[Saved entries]
'''

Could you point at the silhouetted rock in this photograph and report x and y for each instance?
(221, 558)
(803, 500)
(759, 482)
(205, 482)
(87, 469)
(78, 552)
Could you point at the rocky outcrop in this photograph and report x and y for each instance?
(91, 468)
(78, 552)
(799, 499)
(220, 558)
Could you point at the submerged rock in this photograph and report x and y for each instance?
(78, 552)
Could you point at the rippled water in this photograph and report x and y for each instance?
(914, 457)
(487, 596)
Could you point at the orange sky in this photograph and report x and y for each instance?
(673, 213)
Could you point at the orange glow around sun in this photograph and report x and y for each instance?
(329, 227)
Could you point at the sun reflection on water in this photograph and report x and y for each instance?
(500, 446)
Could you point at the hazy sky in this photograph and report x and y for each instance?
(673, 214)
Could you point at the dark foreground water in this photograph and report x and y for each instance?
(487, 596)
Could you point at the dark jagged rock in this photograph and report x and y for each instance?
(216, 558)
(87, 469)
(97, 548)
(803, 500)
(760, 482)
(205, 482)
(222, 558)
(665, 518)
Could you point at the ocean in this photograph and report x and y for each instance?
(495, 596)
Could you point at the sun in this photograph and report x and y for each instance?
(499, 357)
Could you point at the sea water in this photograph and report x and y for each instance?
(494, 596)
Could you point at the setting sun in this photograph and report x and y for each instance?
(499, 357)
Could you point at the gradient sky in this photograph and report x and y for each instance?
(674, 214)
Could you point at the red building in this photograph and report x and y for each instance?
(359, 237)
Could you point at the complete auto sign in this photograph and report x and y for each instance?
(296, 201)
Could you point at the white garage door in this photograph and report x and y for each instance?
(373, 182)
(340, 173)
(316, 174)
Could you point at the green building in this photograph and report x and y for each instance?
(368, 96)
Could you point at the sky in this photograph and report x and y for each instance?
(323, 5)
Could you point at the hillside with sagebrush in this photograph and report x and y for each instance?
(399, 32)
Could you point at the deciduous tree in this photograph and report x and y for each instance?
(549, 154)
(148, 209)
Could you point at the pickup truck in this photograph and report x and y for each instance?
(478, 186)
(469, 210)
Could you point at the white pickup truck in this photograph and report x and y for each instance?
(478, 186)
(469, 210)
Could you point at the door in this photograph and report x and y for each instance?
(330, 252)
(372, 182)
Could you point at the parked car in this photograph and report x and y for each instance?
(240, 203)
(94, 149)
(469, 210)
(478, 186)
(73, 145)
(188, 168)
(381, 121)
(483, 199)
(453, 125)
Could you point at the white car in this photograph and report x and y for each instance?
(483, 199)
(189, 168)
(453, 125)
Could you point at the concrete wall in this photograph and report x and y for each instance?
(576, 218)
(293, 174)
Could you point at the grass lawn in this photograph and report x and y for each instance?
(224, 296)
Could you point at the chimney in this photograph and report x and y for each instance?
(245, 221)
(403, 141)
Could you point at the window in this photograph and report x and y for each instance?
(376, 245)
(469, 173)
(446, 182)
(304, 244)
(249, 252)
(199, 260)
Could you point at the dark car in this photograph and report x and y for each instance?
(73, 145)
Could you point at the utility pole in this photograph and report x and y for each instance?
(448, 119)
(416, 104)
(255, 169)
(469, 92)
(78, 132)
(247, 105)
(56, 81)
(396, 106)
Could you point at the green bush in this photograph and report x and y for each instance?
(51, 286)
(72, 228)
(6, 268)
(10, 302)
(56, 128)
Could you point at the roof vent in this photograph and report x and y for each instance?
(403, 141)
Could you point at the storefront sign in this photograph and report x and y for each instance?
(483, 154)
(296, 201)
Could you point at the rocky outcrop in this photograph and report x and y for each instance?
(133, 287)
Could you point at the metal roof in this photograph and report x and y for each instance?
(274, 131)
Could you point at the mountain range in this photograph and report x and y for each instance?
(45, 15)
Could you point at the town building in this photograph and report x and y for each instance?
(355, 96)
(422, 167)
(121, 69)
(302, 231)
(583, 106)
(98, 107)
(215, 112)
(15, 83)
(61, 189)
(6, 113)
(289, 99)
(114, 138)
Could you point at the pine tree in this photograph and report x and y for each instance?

'''

▶ _What you need to do_:
With no word changed, write the entries out once more.

▶ _Written answer_:
Could you point at the silhouetted rock in this photograph and report x and y for each instance?
(221, 558)
(803, 500)
(759, 482)
(205, 482)
(87, 469)
(78, 552)
Could you point at the rocky outcrop in this photograph and report x and y for each instance?
(91, 468)
(78, 552)
(799, 499)
(220, 558)
Could you point at the submerged rock in this photograph and report x and y for each instance?
(78, 552)
Could you point at the rippled water in this photograph and report x and y for each instance?
(914, 457)
(487, 596)
Could you point at the orange sky in this photograph and report x and y for each instance?
(673, 213)
Could you point at the orange glow around sun in this photograph and report x and y for each instance?
(329, 227)
Could you point at the sun reflection on water in this photograph and report x and y for each instance?
(500, 446)
Could you point at the hazy sky in this photograph and report x and y for each instance?
(673, 214)
Could you point at the dark foreground water in this photograph and report x and y for each instance?
(487, 596)
Could you point at the dark jagged rock in this photograph and report x and y for each instance?
(216, 558)
(87, 469)
(97, 548)
(803, 500)
(760, 482)
(205, 482)
(222, 558)
(665, 518)
Could you point at the ocean in this photograph and report x and y for each instance?
(495, 596)
Could you point at the sun in this photograph and report x and y for each instance?
(499, 357)
Could you point at the sea water in this photograph and report x and y for each instance?
(494, 596)
Could you point at the setting sun in this photograph and report x and y for each instance?
(499, 357)
Could you point at the gradient sky in this photograph and report x and y for each instance?
(674, 214)
Could you point at the red building in this photograph and report x and y for each instance?
(359, 237)
Could you point at the complete auto sign in this photograph and report x and y for each instance?
(296, 201)
Could you point at the white garage door in this photograph and report x and y for each instance?
(373, 182)
(340, 173)
(316, 174)
Could you point at the green building in this photograph and report x and y for each instance?
(368, 96)
Could you point at the sky in this photograph and report x and y for each instance?
(323, 5)
Could you point at the hillside with sagebrush in this photograph and report x and y for each instance?
(399, 32)
Could you point at the deciduous tree in this photograph and report x and y for each instance?
(549, 154)
(148, 209)
Could you point at the pickup truck in this photograph and report x and y for each instance?
(478, 186)
(469, 210)
Could you point at the white pickup truck in this photograph and report x and y for each instance?
(478, 186)
(469, 210)
Could you point at the door in this photograph and report x and y for each instance?
(330, 252)
(372, 182)
Could you point at the parked car in this photograph and report x and y for each instance?
(240, 203)
(94, 149)
(469, 210)
(478, 186)
(73, 145)
(188, 168)
(381, 121)
(483, 199)
(453, 125)
Could you point at the white car in this photograph and report x and y for each instance?
(483, 199)
(189, 168)
(453, 125)
Could you point at the concrete wall in this photograph and report x and y for each instance?
(576, 218)
(293, 174)
Could you point at the grass lawn in this photograph and report x and y for each instance?
(224, 296)
Could you point at the chimney in this photograph and report x and y for each instance?
(245, 221)
(403, 141)
Could you point at the window in this photograph and report x and y for each instance?
(376, 245)
(469, 173)
(446, 182)
(304, 244)
(249, 252)
(199, 260)
Could you point at the dark car in this photograph and report x and y for each instance?
(73, 145)
Could you point at the utility pole in this photograph and report x and y for each instance?
(448, 119)
(416, 104)
(255, 169)
(469, 92)
(78, 132)
(247, 105)
(56, 81)
(396, 106)
Could you point at the green bush in this photograph and report x and y for each instance?
(51, 286)
(72, 228)
(6, 268)
(10, 302)
(56, 128)
Could you point at the roof vent in this photograph and report x and y for each instance?
(403, 141)
Could you point at the storefront sign in this photograph and report x and y for each instance?
(483, 154)
(296, 201)
Could you point at the rocky outcrop in this photograph and report x and y for each instance?
(133, 287)
Could you point at the metal roof in this photograph and report x and y for each instance?
(274, 131)
Could you point at the mountain range in this photograph and report x and y for each instance?
(45, 15)
Could you point at the town building in this photograph and report x and y for each instance?
(355, 96)
(422, 167)
(121, 69)
(302, 231)
(583, 106)
(98, 107)
(215, 112)
(15, 83)
(61, 189)
(6, 113)
(289, 99)
(114, 138)
Could you point at the pine tree in this photograph and report x and y for each instance?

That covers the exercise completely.